Work to be completed:
Take the line containing "identify every overhead" and all lines after it to the end of the records, and output them exactly.
=====
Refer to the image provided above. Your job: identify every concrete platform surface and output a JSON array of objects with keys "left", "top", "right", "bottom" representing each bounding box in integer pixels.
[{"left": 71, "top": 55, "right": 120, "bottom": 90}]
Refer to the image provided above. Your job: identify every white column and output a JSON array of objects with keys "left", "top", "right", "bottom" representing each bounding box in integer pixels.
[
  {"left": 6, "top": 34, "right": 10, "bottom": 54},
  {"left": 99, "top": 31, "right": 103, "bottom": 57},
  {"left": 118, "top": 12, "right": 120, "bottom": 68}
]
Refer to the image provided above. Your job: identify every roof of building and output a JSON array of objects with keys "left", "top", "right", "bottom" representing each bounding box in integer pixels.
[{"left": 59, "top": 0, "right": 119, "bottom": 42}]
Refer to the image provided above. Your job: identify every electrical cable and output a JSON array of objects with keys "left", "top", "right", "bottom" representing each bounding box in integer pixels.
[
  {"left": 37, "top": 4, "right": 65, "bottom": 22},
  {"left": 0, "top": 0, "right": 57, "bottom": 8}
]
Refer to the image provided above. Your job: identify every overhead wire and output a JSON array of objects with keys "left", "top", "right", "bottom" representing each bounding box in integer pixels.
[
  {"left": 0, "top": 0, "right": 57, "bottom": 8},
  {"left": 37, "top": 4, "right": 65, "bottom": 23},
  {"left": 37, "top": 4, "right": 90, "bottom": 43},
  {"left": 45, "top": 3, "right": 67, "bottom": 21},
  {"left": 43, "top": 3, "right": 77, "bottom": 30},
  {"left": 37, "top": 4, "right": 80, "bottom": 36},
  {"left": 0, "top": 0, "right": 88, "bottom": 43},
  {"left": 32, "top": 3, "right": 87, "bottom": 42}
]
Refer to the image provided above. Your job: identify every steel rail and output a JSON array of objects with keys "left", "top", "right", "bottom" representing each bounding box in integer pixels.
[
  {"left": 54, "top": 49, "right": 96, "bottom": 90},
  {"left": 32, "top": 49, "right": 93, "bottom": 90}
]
=====
Solution:
Refer to the image provided above. Your job: identify every overhead wire and output a JSON array of objects with keys "left", "top", "right", "bottom" representing each bounding box in integer pixels.
[
  {"left": 0, "top": 0, "right": 57, "bottom": 8},
  {"left": 37, "top": 4, "right": 65, "bottom": 23},
  {"left": 37, "top": 4, "right": 90, "bottom": 43},
  {"left": 45, "top": 3, "right": 67, "bottom": 21},
  {"left": 43, "top": 3, "right": 77, "bottom": 30},
  {"left": 37, "top": 4, "right": 80, "bottom": 36},
  {"left": 0, "top": 0, "right": 88, "bottom": 43},
  {"left": 32, "top": 3, "right": 87, "bottom": 42}
]
Refer to the image provided above. Your job: identify every steel rail and output a JSON array of objects with keys "left", "top", "right", "bottom" representing each bounding box in integer pixels.
[
  {"left": 54, "top": 49, "right": 96, "bottom": 90},
  {"left": 32, "top": 49, "right": 93, "bottom": 90}
]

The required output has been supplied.